In the above graphs we could clearly see an overall increasing trend. We would not expect any seasonal patterns in this data but will also check for this later. To confirm our visual inspection we check for stationarity by using:
- **Plots of the rolling statistics**: We can plot the moving average and moving variance of the adjsuted closing price and see if it changes over time. Here we will use a timeframe of 7 days to catch possible weekly changes.
- **Dickey-Fuller test**: This is a statistical test to check stationarity. The *Null Hypothesis* is that the TimeSeries is not stationary. The results of this test are a *Test Statistic* and some *Critical Values* for different confidence levels. If the Test Statistic is smaller than the Critical Value we can reject the Null Hypothesis and say the series is stationary.

Aim of the task ▸ Continue the passage on testing the price series for stationarity, starting after its final sentence.

Given information ▸
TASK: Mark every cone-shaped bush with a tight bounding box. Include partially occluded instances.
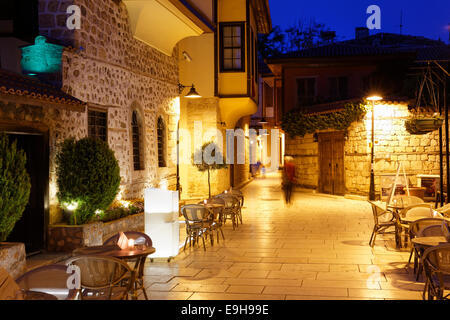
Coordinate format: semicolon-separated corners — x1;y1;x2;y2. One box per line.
56;138;120;225
0;133;31;241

Task response ▸
In [30]:
def check_stationarity(timeseries, interval=7):
    """
    Calculates rolling average and std. deviation for a series of adjusted closing prices.
    The function plots the results and prints the results of the Dickey-Fuller test.
    
    Arguments:
    symbol - string containing the stock symbol of the desired stock
    interval - timeframe to calculate rolling statistics
    Returns:
    df - dataframe with added rolling statistics
    """
    
    # add rolling statistics to dataframe  
    roll_avg = timeseries.rolling(interval).mean()
    roll_std = timeseries.rolling(interval).std()
    
    # plot adjusted closing price vs. rolling statistics
    fig = go.Figure()
    fig.add_trace(go.Scatter(x=df.index, y= timeseries, name='Original'))
    fig.add_trace(go.Scatter(x=df.index, y= roll_avg, name='Rolling Average'))
    fig.add_trace(go.Scatter(x=df.index, y= roll_std, name='Rolling Std Deviation'))
    fig.update_layout(title='Rolling Mean & Standard Deviation')
    fig.show()
    
    # Dickey-Fuller test:
    result = adfuller(timeseries)
    print('ADF Statistic: {}'.format(result[0]))
    print('p-value: {}'.format(result[1]))
    print('Critical Values:')
    for key, value in result[4].items():
        print('\t{}: {}'.format(key, value))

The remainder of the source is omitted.